(Dataset records)
#####

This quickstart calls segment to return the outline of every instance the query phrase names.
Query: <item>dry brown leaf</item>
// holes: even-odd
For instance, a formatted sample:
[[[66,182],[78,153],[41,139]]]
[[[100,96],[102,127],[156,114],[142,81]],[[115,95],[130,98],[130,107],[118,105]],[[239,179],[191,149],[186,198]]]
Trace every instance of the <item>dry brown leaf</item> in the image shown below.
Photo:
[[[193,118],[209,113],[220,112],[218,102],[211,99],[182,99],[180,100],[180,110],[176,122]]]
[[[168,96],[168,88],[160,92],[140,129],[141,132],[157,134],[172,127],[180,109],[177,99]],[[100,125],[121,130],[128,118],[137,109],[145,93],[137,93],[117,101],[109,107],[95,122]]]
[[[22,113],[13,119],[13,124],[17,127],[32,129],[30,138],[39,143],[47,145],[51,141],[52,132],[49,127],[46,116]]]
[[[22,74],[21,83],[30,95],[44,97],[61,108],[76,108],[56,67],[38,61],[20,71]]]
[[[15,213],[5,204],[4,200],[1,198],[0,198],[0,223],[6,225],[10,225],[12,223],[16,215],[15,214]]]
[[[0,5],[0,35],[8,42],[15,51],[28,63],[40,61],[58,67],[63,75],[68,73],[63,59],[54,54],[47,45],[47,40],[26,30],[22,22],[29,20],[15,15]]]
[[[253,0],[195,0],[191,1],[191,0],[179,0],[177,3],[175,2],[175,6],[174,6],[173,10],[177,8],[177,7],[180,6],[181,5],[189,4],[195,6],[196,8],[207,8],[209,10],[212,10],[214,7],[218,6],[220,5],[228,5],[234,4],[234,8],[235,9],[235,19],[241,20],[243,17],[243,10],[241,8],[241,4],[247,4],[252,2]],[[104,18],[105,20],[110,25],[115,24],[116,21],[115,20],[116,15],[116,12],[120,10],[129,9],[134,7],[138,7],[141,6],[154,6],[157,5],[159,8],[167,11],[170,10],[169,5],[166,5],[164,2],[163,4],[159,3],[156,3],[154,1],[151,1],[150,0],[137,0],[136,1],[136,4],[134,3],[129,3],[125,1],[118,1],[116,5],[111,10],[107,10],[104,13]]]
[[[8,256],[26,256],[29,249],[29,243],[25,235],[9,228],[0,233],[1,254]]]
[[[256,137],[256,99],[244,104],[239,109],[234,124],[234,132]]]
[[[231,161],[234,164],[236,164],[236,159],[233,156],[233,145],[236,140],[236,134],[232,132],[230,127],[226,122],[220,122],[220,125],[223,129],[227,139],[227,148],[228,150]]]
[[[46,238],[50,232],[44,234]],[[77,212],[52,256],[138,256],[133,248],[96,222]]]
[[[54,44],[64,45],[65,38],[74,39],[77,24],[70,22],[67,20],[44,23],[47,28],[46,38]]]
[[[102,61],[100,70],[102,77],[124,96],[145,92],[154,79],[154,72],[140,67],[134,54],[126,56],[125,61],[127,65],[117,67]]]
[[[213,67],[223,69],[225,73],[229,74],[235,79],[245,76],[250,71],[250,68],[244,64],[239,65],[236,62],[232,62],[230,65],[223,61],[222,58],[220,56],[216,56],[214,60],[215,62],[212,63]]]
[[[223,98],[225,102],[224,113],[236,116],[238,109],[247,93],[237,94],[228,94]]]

#####

» **TASK**
Render these lines as a Markdown table with two columns, Row and Line, giving each line its own numbered row and leaving out any blank lines.

» **FINAL RESULT**
| Row | Line |
|---|---|
| 1 | This quickstart calls segment to return the outline of every instance the query phrase names. |
| 2 | Query: <item>dry brown leaf</item> |
| 3 | // holes: even-odd |
| 4 | For instance, a formatted sample: |
| 5 | [[[66,182],[78,153],[41,139]]] |
| 6 | [[[100,96],[102,127],[156,114],[142,81]],[[115,95],[130,98],[130,107],[118,105]],[[239,179],[191,149],[186,198]]] |
| 7 | Trace every instance of the <item>dry brown leaf</item> in the image shown below. |
| 8 | Photo: |
| 9 | [[[193,118],[209,113],[220,112],[218,102],[211,99],[182,99],[180,100],[180,110],[176,122]]] |
| 10 | [[[168,96],[168,88],[160,92],[140,129],[141,132],[157,134],[172,127],[180,109],[177,99]],[[100,125],[121,130],[128,118],[137,109],[145,93],[137,93],[117,101],[109,107],[95,122]]] |
| 11 | [[[22,113],[13,119],[13,124],[17,127],[32,129],[30,138],[39,143],[47,145],[51,141],[52,132],[49,127],[46,116]]] |
| 12 | [[[22,74],[21,83],[30,95],[44,97],[61,108],[76,108],[56,67],[38,61],[20,71]]] |
| 13 | [[[15,213],[5,204],[4,200],[1,198],[0,198],[0,223],[6,225],[10,225],[12,223],[16,215],[15,214]]] |
| 14 | [[[0,5],[0,35],[8,42],[15,51],[28,63],[40,61],[58,67],[63,75],[68,73],[63,59],[54,54],[47,45],[47,40],[26,30],[22,22],[29,20],[15,15]]] |
| 15 | [[[253,0],[195,0],[191,1],[191,0],[179,0],[177,3],[175,2],[175,6],[174,6],[173,10],[177,8],[177,7],[180,6],[181,5],[189,4],[195,6],[196,8],[207,8],[209,10],[212,10],[214,7],[218,6],[220,5],[228,5],[234,4],[234,8],[235,9],[235,19],[241,20],[243,17],[243,10],[241,8],[241,4],[247,4],[252,2]],[[104,18],[105,20],[110,25],[115,24],[116,21],[115,20],[116,15],[116,12],[120,10],[129,9],[134,7],[138,7],[141,6],[154,6],[157,5],[159,8],[167,11],[170,10],[169,5],[166,5],[164,2],[163,4],[159,3],[156,3],[154,1],[151,1],[150,0],[137,0],[136,1],[136,4],[134,3],[129,3],[125,1],[118,1],[116,5],[111,10],[107,10],[104,13]]] |
| 16 | [[[8,256],[26,256],[29,249],[29,243],[25,235],[9,228],[0,233],[1,254]]] |
| 17 | [[[256,137],[256,99],[244,104],[239,109],[234,124],[234,132]]] |
| 18 | [[[231,161],[234,164],[236,164],[236,159],[233,156],[233,145],[236,140],[236,134],[232,132],[230,127],[226,122],[220,122],[220,125],[223,129],[227,139],[227,148],[228,150]]] |
| 19 | [[[46,238],[50,232],[44,234]],[[77,212],[52,256],[138,256],[133,248],[96,222]]] |
| 20 | [[[54,44],[64,45],[65,38],[74,39],[77,24],[70,22],[67,20],[44,23],[47,28],[46,38]]] |
| 21 | [[[102,61],[100,70],[102,77],[124,96],[145,92],[154,79],[154,72],[140,67],[134,54],[126,56],[125,61],[127,65],[117,67]]] |
| 22 | [[[213,67],[223,69],[225,73],[229,74],[235,79],[245,76],[250,71],[250,68],[244,64],[239,65],[236,62],[232,62],[230,65],[223,61],[222,58],[220,56],[216,56],[214,60],[215,62],[212,63]]] |
| 23 | [[[223,98],[225,102],[224,113],[236,116],[238,109],[247,93],[237,94],[228,94]]] |